- _Texte à lire_:
────

Opinion
République
centrafricaine.
La France peut achever les travaux de
pillage
Capitaine Martin
Mercredi 27 novembre 2013
On risque un « génocide » en République
centrafricaine. L’alarme a été donnée
par la France qui, après des mois de
silence, a demandé en toute hâte à l’ONU
d’agir rapidement. La situation dans ce
pays est dramatique.
Les rebelles de la Seleka,
responsables du
coup d’état du 24 mars,
ont saccagé le pays, commettant les
pires atrocités : pillages, exécutions
sommaires, viols et tortures sur les
populations civiles.
Livrée à elle-même, la population a
répondu du mieux qu’elle pouvait en
organisant les milices paysannes,
les fameux anti-balaka(anti-machettes).
Il y a déjà eu des affrontements
violents et des centaines de morts.

────

Données de localisation de points dans des images
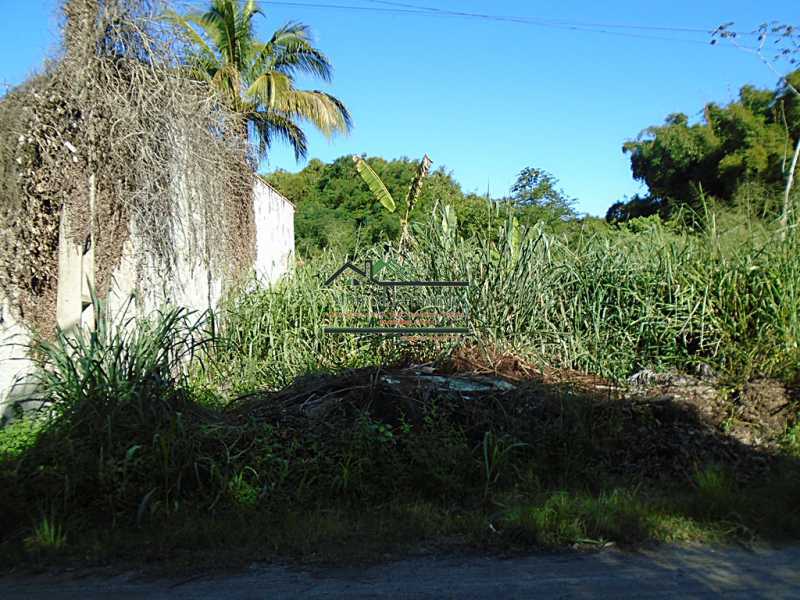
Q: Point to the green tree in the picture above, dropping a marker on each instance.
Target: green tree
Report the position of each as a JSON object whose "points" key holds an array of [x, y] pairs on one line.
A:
{"points": [[536, 194], [684, 164], [257, 79]]}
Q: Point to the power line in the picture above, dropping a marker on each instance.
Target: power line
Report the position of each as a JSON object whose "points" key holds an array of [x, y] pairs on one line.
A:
{"points": [[541, 20], [400, 8]]}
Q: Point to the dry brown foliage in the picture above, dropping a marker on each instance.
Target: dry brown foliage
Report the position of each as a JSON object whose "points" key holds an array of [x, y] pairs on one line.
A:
{"points": [[117, 112]]}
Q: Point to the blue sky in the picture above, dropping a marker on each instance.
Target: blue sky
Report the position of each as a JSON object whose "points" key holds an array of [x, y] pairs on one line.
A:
{"points": [[486, 98]]}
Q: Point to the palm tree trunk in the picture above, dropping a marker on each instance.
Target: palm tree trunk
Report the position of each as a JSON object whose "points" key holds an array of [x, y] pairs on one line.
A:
{"points": [[787, 192]]}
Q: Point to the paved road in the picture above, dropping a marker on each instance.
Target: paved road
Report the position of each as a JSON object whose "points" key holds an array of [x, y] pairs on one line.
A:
{"points": [[663, 573]]}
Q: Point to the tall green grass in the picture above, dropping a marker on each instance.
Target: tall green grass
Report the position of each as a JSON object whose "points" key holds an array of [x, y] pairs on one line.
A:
{"points": [[645, 295]]}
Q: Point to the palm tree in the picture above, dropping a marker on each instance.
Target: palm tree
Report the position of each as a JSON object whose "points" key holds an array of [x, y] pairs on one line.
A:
{"points": [[257, 79]]}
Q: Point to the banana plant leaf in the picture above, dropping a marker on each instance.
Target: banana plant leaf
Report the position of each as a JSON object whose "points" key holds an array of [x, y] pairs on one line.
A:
{"points": [[375, 184]]}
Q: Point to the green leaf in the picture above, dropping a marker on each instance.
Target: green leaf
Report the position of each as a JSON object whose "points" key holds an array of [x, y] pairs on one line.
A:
{"points": [[375, 184]]}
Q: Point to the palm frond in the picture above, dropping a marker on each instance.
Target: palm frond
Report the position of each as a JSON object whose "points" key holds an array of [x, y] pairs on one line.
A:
{"points": [[324, 111], [269, 124]]}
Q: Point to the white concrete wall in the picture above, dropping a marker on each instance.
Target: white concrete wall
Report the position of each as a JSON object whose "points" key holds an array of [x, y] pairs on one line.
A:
{"points": [[274, 216], [15, 365], [191, 284]]}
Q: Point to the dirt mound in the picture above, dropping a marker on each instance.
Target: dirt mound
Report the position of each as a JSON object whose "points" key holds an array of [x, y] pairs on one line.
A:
{"points": [[660, 430]]}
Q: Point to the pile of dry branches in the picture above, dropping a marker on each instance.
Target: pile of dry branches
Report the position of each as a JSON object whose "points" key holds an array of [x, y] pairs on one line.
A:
{"points": [[116, 119]]}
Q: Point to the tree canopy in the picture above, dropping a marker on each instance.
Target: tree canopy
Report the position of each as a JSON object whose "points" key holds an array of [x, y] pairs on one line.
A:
{"points": [[683, 163]]}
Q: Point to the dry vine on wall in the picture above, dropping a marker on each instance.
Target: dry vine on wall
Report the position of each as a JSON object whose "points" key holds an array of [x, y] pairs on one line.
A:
{"points": [[116, 117]]}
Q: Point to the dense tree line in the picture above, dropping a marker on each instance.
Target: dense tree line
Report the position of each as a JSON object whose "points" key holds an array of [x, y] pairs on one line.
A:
{"points": [[745, 143], [335, 208]]}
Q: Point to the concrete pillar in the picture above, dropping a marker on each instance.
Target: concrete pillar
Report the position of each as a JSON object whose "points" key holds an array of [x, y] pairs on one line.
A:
{"points": [[70, 270]]}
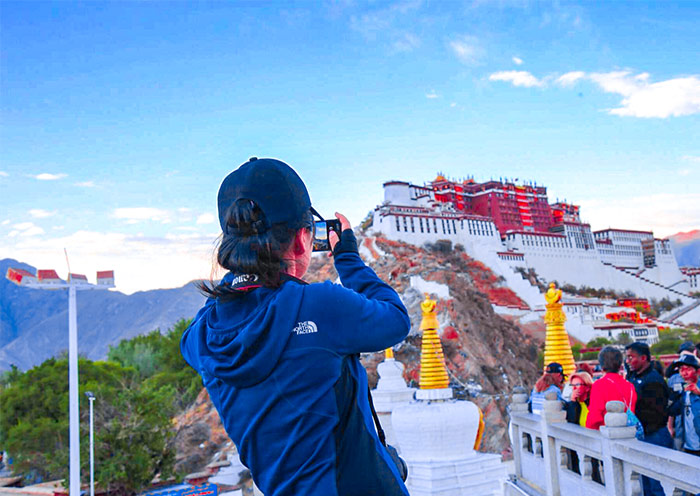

────

- _Consigne_:
Répondez aux questions suivantes sur l'article consacré à la République centrafricaine.
1. Quelle date l'article porte-t-il ?
2. De quel coup d'État les rebelles de la Seleka sont-ils tenus pour responsables ?
3. Quel nom porte les milices paysannes organisées par la population ?

- _Résultat attendu_:
1. Mercredi 27 novembre 2013.
2. Du coup d'État du 24 mars.
3. Les anti-balaka (anti-machettes).